TEXTAUSZUG.

|---|

„Wir müssen reden!“ – Paare im Wahlkampf

Konrad-Adenauer-Studie

Gegensätze ziehen sich an – für Pärchen und Politik gilt das wohl nicht. Das ist das Ergebnis einer Studie der Konrad-Adenauer-Stiftung, die p&k exklusiv vorliegt. Demnach vermutet die weit überwiegende Zahl der Befragten, dass die bessere Hälfte bei der Bundestagswahl dieselbe Wahlentscheidung getroffen hat, wie sie selbst. Zwei Drittel der Wähler von Union, SPD, Grünen und AfD glauben das. Etwas individualistischer geht es bei Anhängern der FDP zu. Hier glaubt nur die Hälfte, dieselbe Partei gewählt zu haben wie der Partner. Bei Wählern der Linkspartei fällt der Wert mit 44 Prozent am geringsten aus.

Viele kennen die Erfahrung, dass der Haussegen schief hängt, wenn über Politik gesprochen wird. Wird das Thema Politik in der Partnerschaft deshalb gemieden? Laut KAS-Studie wurde im vergangenen Jahr zu Hause deutlich häufiger über Politik gesprochen als noch 2019. Immerhin wurde da auch ein neuer Bundestag gewählt. Besonders diskussionsfreudig zeigten sich Paare, in denen mindestens einer der beiden die Grünen wählt. 81 Prozent von ihnen gaben an, „sehr oft“ oder „oft“ über Politik zu sprechen. Auch vier von fünf Liberalen politisierten gerne zu Hause.

|---|

ARBEITSANWEISUNGEN.
1 – Gib den Abschnitt aus dem Text über Paare im Wahlkampf zwischen „Viele kennen die“ und „gerne zu Hause.“ wörtlich wieder, beide Stellen eingeschlossen.
2 – Schreib den Text über Paare im Wahlkampf im Anschluss an seinen letzten Satz weiter.
Die Zeilen haben damit nichts zu tun.

DATENAUSZÜGE.

|---|

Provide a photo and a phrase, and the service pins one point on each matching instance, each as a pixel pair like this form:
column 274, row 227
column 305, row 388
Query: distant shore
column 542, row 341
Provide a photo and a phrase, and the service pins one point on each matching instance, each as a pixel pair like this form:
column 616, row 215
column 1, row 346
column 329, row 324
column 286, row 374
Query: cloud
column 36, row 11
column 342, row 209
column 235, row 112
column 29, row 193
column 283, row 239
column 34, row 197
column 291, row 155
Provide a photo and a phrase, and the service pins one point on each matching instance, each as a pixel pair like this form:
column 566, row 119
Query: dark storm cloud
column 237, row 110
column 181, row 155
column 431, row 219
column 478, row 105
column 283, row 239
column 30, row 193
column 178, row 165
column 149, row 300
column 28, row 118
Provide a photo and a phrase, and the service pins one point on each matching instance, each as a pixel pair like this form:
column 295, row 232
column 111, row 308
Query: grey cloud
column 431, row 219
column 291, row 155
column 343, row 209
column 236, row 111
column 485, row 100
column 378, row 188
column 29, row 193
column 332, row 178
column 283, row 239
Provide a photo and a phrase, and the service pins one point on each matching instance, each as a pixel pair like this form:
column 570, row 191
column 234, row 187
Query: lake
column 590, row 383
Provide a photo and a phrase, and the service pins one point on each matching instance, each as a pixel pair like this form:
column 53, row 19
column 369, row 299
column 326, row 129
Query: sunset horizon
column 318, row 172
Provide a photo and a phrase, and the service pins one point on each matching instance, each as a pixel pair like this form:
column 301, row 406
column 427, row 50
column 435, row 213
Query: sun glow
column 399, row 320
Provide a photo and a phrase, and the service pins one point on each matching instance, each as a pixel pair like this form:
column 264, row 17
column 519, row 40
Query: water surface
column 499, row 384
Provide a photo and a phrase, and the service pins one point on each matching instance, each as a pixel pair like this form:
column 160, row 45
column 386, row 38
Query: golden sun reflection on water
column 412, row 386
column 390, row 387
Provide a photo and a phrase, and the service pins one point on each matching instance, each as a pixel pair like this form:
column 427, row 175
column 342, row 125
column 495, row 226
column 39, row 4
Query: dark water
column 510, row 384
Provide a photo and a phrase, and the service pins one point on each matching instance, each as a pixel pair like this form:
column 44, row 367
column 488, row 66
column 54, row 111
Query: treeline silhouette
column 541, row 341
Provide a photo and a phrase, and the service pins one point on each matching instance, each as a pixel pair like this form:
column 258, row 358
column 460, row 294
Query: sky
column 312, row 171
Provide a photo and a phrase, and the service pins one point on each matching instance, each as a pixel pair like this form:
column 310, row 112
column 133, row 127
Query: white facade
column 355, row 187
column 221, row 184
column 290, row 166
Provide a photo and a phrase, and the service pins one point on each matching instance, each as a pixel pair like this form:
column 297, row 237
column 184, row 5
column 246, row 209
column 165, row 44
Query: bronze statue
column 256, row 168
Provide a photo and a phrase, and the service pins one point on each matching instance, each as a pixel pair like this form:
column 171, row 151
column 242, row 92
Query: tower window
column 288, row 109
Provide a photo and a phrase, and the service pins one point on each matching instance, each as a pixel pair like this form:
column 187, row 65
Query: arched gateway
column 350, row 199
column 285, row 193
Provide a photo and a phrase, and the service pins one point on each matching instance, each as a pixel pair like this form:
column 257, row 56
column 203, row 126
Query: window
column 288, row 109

|---|

DIE LÖSUNGEN.
1 –
Viele kennen die Erfahrung, dass der Haussegen schief hängt, wenn über Politik gesprochen wird. Wird das Thema Politik in der Partnerschaft deshalb gemieden? Laut KAS-Studie wurde im vergangenen Jahr zu Hause deutlich häufiger über Politik gesprochen als noch 2019. Immerhin wurde da auch ein neuer Bundestag gewählt. Besonders diskussionsfreudig zeigten sich Paare, in denen mindestens einer der beiden die Grünen wählt. 81 Prozent von ihnen gaben an, „sehr oft“ oder „oft“ über Politik zu sprechen. Auch vier von fünf Liberalen politisierten gerne zu Hause.

2 –
Die ehemals Ersten sind jetzt die Letzten. 65 Prozent der Paare mit mindestens einem AfD-Wähler sprachen zur Bundestagswahl 2021 über Politik. 2019 waren es noch 61 Prozent. Damals reichte das für den Spitzenplatz. Studienautor Dominik Hirndorf findet das spannend. „Die Diskussionshäufigkeit bei Paaren aller Parteianhängerschaften liegt in der Wahlkampfzeit deutlich höher“, sagt er zu p&k. „Außer bei der AfD-Anhängerschaft.“ Hirndorf schlussfolgert, dass die Anhänger der Rechtspopulisten eher permanent über Politik diskutieren. Der „Wahlkampfeffekt“, über den das Politik-Thema Einzug an bundesdeutsche Abendbrottische hielt, verpuffte bei AfD-Wählern eher.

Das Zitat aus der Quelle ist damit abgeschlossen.